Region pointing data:

■ ■ ■ ■

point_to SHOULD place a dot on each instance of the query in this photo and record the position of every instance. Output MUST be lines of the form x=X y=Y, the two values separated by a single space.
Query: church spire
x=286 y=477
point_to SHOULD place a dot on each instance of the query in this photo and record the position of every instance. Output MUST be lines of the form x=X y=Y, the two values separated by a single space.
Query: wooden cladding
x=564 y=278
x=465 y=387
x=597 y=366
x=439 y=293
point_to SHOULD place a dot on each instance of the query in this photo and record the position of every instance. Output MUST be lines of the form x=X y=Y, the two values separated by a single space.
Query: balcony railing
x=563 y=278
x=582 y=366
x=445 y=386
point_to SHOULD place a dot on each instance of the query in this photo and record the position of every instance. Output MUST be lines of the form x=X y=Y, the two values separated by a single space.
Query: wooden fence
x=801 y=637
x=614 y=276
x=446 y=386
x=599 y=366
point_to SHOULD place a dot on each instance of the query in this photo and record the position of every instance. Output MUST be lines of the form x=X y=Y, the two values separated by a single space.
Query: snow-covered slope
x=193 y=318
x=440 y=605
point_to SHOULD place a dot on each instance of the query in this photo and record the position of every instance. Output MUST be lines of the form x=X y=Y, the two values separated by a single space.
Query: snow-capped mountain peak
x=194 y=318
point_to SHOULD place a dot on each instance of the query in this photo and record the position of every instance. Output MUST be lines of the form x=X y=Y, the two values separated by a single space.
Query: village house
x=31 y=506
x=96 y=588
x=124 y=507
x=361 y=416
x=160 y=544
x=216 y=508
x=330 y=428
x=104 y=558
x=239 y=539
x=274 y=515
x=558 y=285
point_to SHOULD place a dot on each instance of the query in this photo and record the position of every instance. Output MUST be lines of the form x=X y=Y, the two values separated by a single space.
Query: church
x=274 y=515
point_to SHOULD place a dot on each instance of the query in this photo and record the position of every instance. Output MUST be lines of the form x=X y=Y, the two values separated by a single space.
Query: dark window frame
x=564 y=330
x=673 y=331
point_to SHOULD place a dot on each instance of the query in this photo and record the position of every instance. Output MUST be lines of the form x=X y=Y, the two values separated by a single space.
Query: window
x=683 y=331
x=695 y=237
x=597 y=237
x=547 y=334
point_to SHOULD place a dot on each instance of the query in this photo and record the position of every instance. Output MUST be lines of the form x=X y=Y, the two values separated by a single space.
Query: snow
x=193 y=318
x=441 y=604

■ ■ ■ ■

## WHAT YOU HAVE TO DO:
Transcribe exactly, and only, the lines that extend from the one containing "Query: window" to the end of the records above, inclusive of both.

## RESPONSE TO THE TASK:
Query: window
x=683 y=331
x=695 y=237
x=597 y=237
x=547 y=334
point_to SHOULD place a dot on each instance of the query in this photo and record the position of every instance. Output MUST be lines of the form x=X y=Y, the two values separated by a single space.
Query: snow
x=193 y=318
x=441 y=604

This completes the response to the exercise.